ABOUT THIS TASK: Copy all records precisely, apart from the pictures.

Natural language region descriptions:
-- Opening Marker --

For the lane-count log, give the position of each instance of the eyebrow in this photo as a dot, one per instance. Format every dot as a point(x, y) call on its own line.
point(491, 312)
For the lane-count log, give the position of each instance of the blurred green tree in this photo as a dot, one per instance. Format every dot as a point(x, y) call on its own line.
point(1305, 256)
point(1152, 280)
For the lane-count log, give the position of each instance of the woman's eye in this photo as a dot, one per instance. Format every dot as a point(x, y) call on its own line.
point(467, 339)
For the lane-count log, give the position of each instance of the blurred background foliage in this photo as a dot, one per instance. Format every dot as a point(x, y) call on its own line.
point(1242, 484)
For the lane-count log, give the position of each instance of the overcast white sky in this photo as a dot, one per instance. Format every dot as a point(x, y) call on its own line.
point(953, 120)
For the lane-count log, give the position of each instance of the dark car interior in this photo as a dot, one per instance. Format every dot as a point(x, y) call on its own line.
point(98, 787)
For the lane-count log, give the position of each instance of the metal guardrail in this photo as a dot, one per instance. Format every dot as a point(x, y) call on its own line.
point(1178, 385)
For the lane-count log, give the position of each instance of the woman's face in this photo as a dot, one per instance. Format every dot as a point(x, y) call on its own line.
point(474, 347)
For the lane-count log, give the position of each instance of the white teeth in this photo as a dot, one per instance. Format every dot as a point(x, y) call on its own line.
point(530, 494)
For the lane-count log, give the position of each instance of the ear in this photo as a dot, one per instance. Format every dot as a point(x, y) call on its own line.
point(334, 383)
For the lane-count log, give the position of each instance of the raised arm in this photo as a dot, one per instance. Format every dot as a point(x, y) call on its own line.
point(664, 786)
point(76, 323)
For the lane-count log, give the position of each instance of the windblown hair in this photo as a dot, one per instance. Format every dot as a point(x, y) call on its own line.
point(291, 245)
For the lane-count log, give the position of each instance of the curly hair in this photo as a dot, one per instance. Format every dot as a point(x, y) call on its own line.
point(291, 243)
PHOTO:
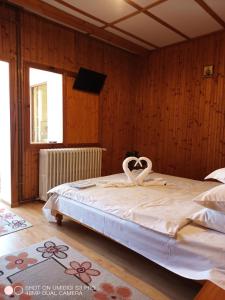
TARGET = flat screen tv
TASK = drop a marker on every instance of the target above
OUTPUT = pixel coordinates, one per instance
(89, 81)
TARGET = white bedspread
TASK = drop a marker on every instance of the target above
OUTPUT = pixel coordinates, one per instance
(197, 253)
(163, 209)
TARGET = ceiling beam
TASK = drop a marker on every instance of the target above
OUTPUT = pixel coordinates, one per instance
(145, 11)
(74, 8)
(211, 12)
(109, 24)
(56, 14)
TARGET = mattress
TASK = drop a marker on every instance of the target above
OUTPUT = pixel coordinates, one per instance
(163, 208)
(196, 252)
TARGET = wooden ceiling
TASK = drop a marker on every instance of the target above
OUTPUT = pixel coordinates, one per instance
(135, 25)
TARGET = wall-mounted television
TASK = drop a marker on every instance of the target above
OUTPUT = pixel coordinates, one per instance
(89, 81)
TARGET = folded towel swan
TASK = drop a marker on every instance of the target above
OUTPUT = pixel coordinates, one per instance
(132, 180)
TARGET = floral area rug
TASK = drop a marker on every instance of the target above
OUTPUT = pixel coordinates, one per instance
(54, 270)
(10, 222)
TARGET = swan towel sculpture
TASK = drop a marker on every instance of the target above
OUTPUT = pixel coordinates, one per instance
(132, 180)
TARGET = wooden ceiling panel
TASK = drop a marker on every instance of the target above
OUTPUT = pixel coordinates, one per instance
(144, 3)
(130, 38)
(149, 30)
(187, 16)
(107, 11)
(218, 6)
(73, 12)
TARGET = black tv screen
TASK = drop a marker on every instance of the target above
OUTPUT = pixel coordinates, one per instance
(89, 81)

-- Closing Marker --

TASK OUTPUT:
For the lane-count log, give the position of each instance of the eyebrow in this photo as a dot, one per instance. Format every dot as a point(x, y) call on its own line.
point(491, 312)
For the lane-count log, give the position of each instance of the blurred green tree in this photo as a dot, one per instance. Format every dot as a point(x, y) call on its own line.
point(1305, 256)
point(1152, 280)
For the lane-count log, give the position of each instance of the woman's eye in this photo as a dot, one per instance. Format every dot as a point(x, y) call on its own line.
point(467, 339)
For the lane-count log, give the position of each instance of the blurred background foliage in this photo as a dot, one per instance. Format every dot as a point(x, y) call on its own line.
point(1242, 484)
For the lane-count log, give the position of each instance of the overcast white sky in this photo as a dot, one per instance. Format every dot as a point(x, y) call on its own line.
point(953, 120)
For the lane-count log, give the position of each instance of the dark car interior in this photo as a dot, one per instance. Format every dot as a point(x, y) call on its own line.
point(98, 787)
For the lane-count log, give the position of each instance of the metal guardrail in this photo as a dot, one per instance. Format every dot as a point(x, y) call on its own line.
point(1178, 385)
For the lane-count log, give the position of each instance of the woman's face in this photo as a dot, one per instance. Format every dot as a point(x, y) call on its own line.
point(474, 347)
For the lane-count log, give the position of each instance of the white teeth in this photo as a dot, one per instance. Format every dot as a point(x, y) call on its own line.
point(530, 494)
For the lane-count log, give the position of each instance of the ear in this photo as a dot, one per instance. Format every dot as a point(x, y) call on its own line.
point(334, 383)
For the lane-count log, give the position of each instance of the raised arm in this photo as a dot, one per instance. Format every dot as a point(x, y) call on its own line.
point(664, 786)
point(76, 323)
For the lane-count log, give the position of each instance of the windblown hair in this photo as a dot, one per instance. Format every dot as a point(x, y) call on its own line.
point(291, 245)
For the lane-count log, give the position of each instance of the curly hair in this photo as a dot, one per instance. Format every dot as a point(x, y) call on its own line.
point(291, 243)
PHOTO:
TARGET = flat screen tv
TASK = drop a marker on every instance of the target above
OUTPUT = pixel coordinates, one per instance
(89, 81)
TARGET = white bedspread
TASK = drop a marker on every instance of the target above
OUTPUT = pixel coordinates, one per instance
(197, 253)
(163, 209)
TARGET = ceiling beam
TASK = drop a marker on every instance of the target above
OUTPUT = pixel coordinates, one per instance
(145, 11)
(74, 8)
(211, 12)
(109, 24)
(56, 14)
TARGET = mattress
TASK = drop a marker on every instance of the target above
OUTPUT = pixel coordinates, one per instance
(163, 208)
(196, 252)
TARGET = wooden ceiling
TASK = drop a marker on every instance of the target above
OUTPUT = pixel coordinates, one per instance
(135, 25)
TARGET = wall-mounted television
TASK = drop a marker on every instance of the target above
OUTPUT = pixel coordinates, one per instance
(89, 81)
TARGET = folded towel swan
TASK = drop a marker on every instance of the target above
OUTPUT = pixel coordinates, one per instance
(132, 180)
TARGET = floral area rug
TASK = drop a marker on every instance of the target above
OUTPUT = pixel coordinates, one per instance
(54, 270)
(10, 222)
TARGET = swan towel sculpture
TASK = drop a marker on every instance of the target above
OUTPUT = pixel coordinates, one per instance
(132, 180)
TARGET = wooden ceiling panel
TASK = drop a marker on every instance of the target above
OUTPUT = pixel coordinates, one per instance
(144, 3)
(130, 38)
(149, 30)
(187, 16)
(107, 11)
(218, 6)
(73, 12)
TARGET = black tv screen
TASK = drop a marker on every instance of the target above
OUTPUT = pixel coordinates, one per instance
(89, 81)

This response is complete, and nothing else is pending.